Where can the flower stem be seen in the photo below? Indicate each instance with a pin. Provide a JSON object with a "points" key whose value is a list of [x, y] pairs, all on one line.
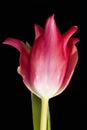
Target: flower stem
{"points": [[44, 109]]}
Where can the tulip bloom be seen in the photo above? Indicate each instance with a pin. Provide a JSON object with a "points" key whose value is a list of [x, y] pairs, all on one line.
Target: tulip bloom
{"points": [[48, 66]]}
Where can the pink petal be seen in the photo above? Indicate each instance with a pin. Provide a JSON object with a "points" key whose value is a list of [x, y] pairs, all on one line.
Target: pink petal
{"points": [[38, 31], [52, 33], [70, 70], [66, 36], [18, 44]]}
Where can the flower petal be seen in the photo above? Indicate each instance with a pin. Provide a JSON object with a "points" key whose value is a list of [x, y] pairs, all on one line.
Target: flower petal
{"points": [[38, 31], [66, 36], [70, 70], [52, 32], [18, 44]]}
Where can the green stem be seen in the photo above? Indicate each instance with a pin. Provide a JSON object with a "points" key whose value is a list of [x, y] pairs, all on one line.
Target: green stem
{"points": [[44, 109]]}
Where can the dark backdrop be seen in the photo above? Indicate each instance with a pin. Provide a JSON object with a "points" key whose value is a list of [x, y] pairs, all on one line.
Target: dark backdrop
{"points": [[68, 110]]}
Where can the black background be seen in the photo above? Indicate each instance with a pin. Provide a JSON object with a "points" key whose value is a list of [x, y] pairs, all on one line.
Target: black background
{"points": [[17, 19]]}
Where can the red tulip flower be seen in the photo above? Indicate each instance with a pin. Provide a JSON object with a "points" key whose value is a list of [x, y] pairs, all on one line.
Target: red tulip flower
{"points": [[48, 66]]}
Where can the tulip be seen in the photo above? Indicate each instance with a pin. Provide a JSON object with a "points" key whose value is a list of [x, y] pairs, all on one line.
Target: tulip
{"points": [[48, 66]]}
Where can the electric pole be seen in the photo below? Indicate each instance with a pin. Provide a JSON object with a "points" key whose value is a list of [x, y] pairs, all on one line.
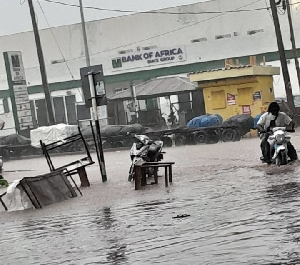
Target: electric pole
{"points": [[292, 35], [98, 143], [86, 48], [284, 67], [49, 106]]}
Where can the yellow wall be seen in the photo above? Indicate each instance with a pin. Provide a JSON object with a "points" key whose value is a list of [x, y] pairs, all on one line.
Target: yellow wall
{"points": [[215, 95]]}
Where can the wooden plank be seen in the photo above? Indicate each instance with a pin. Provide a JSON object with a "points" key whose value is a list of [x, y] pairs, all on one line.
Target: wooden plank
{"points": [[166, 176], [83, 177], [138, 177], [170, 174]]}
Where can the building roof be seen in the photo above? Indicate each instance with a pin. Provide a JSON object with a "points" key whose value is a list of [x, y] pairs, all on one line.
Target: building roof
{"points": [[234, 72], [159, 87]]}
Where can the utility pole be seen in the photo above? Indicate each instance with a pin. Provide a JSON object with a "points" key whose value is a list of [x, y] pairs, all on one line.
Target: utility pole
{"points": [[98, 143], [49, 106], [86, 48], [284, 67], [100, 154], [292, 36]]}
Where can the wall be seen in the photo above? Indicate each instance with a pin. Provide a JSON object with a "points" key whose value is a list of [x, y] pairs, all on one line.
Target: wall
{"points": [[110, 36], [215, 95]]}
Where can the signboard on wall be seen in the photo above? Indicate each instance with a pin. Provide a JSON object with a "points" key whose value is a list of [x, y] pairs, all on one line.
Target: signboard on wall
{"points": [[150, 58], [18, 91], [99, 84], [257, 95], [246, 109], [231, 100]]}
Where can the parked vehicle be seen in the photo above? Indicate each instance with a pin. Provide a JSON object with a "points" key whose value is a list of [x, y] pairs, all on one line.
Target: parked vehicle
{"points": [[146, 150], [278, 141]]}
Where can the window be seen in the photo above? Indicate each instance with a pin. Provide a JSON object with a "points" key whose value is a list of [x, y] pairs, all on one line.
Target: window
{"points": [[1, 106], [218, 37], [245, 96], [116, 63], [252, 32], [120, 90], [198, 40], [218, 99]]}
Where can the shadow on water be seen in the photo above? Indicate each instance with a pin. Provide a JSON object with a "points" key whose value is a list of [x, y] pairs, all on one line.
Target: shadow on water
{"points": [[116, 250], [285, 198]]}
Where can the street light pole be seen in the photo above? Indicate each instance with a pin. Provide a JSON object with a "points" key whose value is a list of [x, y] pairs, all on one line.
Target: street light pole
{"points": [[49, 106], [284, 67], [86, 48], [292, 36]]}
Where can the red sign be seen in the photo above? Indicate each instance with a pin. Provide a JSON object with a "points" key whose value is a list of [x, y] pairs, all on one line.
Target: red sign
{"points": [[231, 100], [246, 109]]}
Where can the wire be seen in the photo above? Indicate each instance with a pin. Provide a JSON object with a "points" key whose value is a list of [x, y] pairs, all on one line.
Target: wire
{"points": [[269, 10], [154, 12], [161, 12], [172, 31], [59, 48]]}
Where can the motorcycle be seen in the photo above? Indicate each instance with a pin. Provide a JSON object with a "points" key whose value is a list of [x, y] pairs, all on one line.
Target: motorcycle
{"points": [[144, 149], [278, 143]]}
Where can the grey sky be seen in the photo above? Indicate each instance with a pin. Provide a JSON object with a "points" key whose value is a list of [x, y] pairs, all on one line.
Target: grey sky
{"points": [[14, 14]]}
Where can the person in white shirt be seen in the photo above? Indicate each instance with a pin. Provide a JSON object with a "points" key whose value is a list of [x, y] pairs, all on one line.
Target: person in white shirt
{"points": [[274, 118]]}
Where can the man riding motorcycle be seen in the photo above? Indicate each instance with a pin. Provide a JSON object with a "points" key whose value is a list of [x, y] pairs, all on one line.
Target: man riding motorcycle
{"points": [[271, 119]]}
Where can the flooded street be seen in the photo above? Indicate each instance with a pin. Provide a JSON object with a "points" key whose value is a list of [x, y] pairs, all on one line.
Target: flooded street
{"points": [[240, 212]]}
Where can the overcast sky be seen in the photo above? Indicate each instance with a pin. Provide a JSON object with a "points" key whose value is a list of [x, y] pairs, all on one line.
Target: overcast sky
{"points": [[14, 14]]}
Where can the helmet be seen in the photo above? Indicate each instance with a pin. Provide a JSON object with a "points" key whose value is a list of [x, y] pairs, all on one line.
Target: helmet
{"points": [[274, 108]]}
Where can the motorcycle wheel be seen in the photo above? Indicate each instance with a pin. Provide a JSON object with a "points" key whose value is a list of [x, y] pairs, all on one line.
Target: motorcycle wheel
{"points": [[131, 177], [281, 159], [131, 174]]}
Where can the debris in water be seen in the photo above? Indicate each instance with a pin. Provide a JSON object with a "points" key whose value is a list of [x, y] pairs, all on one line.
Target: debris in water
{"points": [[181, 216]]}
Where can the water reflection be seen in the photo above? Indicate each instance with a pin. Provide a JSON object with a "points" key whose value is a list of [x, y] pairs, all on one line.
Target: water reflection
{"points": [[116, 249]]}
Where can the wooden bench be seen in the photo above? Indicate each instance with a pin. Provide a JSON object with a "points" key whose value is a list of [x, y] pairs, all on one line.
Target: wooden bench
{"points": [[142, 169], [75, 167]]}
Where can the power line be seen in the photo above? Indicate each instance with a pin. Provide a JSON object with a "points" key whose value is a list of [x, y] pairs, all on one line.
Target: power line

※

> [Exercise objective] Drop the images and repeat the data exactly.

> [Task response]
Where can the flower stem be seen in the photo below? Indicate each instance with a pin. Provide a JSON object with a "points" key whose value is a list of [x, y] pairs, all on one line.
Target: flower stem
{"points": [[44, 109]]}
Where can the tulip bloom be seen in the photo above? Indicate each instance with a pin. Provide a JSON object with a "points" key whose value is a list of [x, y] pairs, all on one line.
Target: tulip bloom
{"points": [[48, 66]]}
Where can the pink petal be seen in the photo above? Indicate each instance with a pin. Provide a JSON object with a "points" key whose value is a list of [x, y] pairs, all on one line.
Target: pink petal
{"points": [[38, 31], [52, 33], [70, 70], [66, 36], [18, 44]]}
Where can the flower petal be seen in the photo above? Indicate each instance with a pin. Provide a JSON object with a "points" key whose value is a list of [x, y] pairs, all on one line.
Target: flower petal
{"points": [[38, 31], [66, 36], [70, 70], [52, 32], [18, 44]]}
Where can the green stem be seen in the photo above? Indicate each instance with a pin. Provide a JSON object with a "points" key whose value is a list of [x, y] pairs, all on one line.
Target: green stem
{"points": [[44, 109]]}
Where can the dark backdrop be seen in the photo above? Indicate each instance with a pin. Provide a JSON object with a "points" key whose value is a list of [x, y] pairs, all on one line.
Target: dark backdrop
{"points": [[68, 110]]}
Where can the black background be seen in the photo above? Indicate each instance with a pin. Provide a JSON object with a "points" key whose value is a list of [x, y] pairs, all on one line.
Target: black background
{"points": [[17, 19]]}
Where can the red tulip flower be seen in the photo above? Indicate each instance with a pin. Provide a JSON object with a "points" key whose value is a list of [x, y] pairs, all on one line.
Target: red tulip flower
{"points": [[48, 66]]}
Where can the tulip be seen in the photo above? Indicate each instance with a pin. Provide a JSON object with a "points" key whose value is a list of [x, y] pairs, all on one line.
Target: tulip
{"points": [[48, 66]]}
Where can the electric pole be seen in the photo below? Indicate each instance with a pin. Provide a JSON object with a "points" key whose value is a list of [x, y] pairs, all on one line.
Target: electric pole
{"points": [[292, 35], [98, 143], [86, 48], [284, 67], [49, 106]]}
Where can the yellow wall be seen in the photo above? Indicate each instance with a pin. Provide a JSON object with a "points" key whose value is a list of [x, y] pairs, all on one line.
Target: yellow wall
{"points": [[215, 95]]}
Where can the wooden plank be seen in the photo above? Indicate each instance with a pin. Provide a JSON object with a "points" key whose value is a list of [x, y] pairs, all on one line.
Target: wooden plank
{"points": [[166, 176], [83, 177], [138, 177], [170, 174]]}
Where can the building roof be seen in the photo above? Indicate each instance with a pin. Provide a JSON object with a "points" key whose value is a list of [x, y] pairs, all on one line.
Target: building roof
{"points": [[234, 72], [159, 87]]}
Where can the utility pole be seen in the photo above? Indicate each instance with a pin. Provide a JSON object with a "points" key whose value is a list of [x, y] pairs, all on one line.
Target: utility pole
{"points": [[98, 143], [49, 106], [86, 48], [284, 67], [100, 154], [292, 36]]}
Where can the wall be seen in the photo above? Indicate each instance with a pin. Provide a JSON object with a "points" key whose value is a list of [x, y] pairs, all on one line.
Target: wall
{"points": [[110, 36], [215, 95]]}
Where can the signboard on wall be seen in the photo above? Indicate each instance with a pin. Provide a JSON object with a "points" key whose value is a list of [x, y] pairs, all on one line.
Target: signboard on wall
{"points": [[150, 58], [18, 91], [99, 84], [257, 95], [246, 109], [231, 100]]}
Where can the parked vehicle be seen in the photo above? Indicate each instance with a pin. Provide a JSON object with a "points" key whose value is a list of [x, y] pairs, all on one line.
Target: parked vehicle
{"points": [[146, 150], [278, 141]]}
Where can the window be seen in the photo above? Indicate each instance with a pin. Provide a JSON object with a "points" key whose value is a list of [x, y] pairs, all on one line.
Target: window
{"points": [[1, 106], [218, 37], [245, 96], [116, 63], [252, 32], [120, 90], [198, 40], [218, 99]]}
Where can the shadow on water be seen in the photo above? Indicate each instance with a pin. Provide a JSON object with a "points" key whose value is a list of [x, y] pairs, all on one line.
Target: shadow on water
{"points": [[116, 250], [285, 198]]}
Where can the street light pole be seen in the photo above? Indicate each instance with a pin. Provide a JSON object with a "points" key whose value is a list of [x, y] pairs, all on one line.
Target: street light pole
{"points": [[49, 106], [284, 67], [86, 48], [292, 36]]}
Where can the red sign be seen in the photo above? Indicate each instance with a pin. Provide a JSON object with a "points" key whose value is a list of [x, y] pairs, all on one line.
Target: red sign
{"points": [[231, 100], [246, 109]]}
Where can the wire be seen in the photo above? Indicate each instance with a pin. Provide a JSON object with a "points" key whose value is a list of [x, y] pairs, all on one line.
Target: wire
{"points": [[269, 10], [154, 12], [161, 12], [172, 31], [59, 48]]}
Where can the motorcycle be seen in the photo above? Indicate each instance with a pin. Provide a JSON object with a "points" key whose value is a list of [x, y] pairs, all on one line.
Target: motorcycle
{"points": [[144, 149], [278, 143]]}
Where can the grey sky be seen in the photo above? Indicate each instance with a pin. Provide a JSON object with a "points" key whose value is a list of [x, y] pairs, all on one line.
Target: grey sky
{"points": [[14, 14]]}
Where can the person in white shirt be seen in the photo above? Indicate each instance with a pin. Provide a JSON object with a "points" key whose value is a list of [x, y] pairs, all on one line.
Target: person in white shirt
{"points": [[274, 118]]}
Where can the man riding motorcycle be seen in the photo above? Indicate each instance with a pin. Provide a JSON object with a "points" key whose value is a list of [x, y] pairs, all on one line.
Target: man riding motorcycle
{"points": [[271, 119]]}
Where can the flooded street be seen in the photo above? Indicate each instance with a pin. Provide a JSON object with a "points" key whose value is a list of [x, y] pairs, all on one line.
Target: flooded street
{"points": [[240, 212]]}
Where can the overcast sky be seen in the photo above? Indicate each instance with a pin. Provide a JSON object with a "points" key whose value is a list of [x, y] pairs, all on one line.
Target: overcast sky
{"points": [[14, 14]]}
Where can the helmet be seen in the photo above? Indicate each instance with a pin. Provide a JSON object with a "points" key whose value is a list of [x, y] pairs, all on one line.
Target: helmet
{"points": [[274, 108]]}
Where can the motorcycle wheel be seen in the photo above? Indicate each instance with a pin. Provide a JSON object with a "points" key whose value is a list of [x, y] pairs, all on one line.
Target: motorcycle wheel
{"points": [[131, 177], [281, 159], [131, 174]]}
Where can the debris in water be seen in the photo above? Indicate each instance with a pin. Provide a JSON object with a "points" key whose value is a list of [x, y] pairs, all on one line.
Target: debris in water
{"points": [[181, 216]]}
Where can the water reflection be seen in the photo above? Indicate each instance with a pin. Provide a JSON object with a "points" key whose value is a list of [x, y] pairs, all on one line.
Target: water reflection
{"points": [[116, 249]]}
Where can the wooden bench be seen in the photo above? Indicate each instance with a pin. Provide a JSON object with a "points" key whose value is a list of [x, y] pairs, all on one line.
Target: wooden bench
{"points": [[142, 169], [75, 167]]}
Where can the power line be seen in the photo above? Indicate each instance with a pin. Provide a JSON object with a "points" key whose value is a list of [x, y] pairs, all on one line.
Target: power line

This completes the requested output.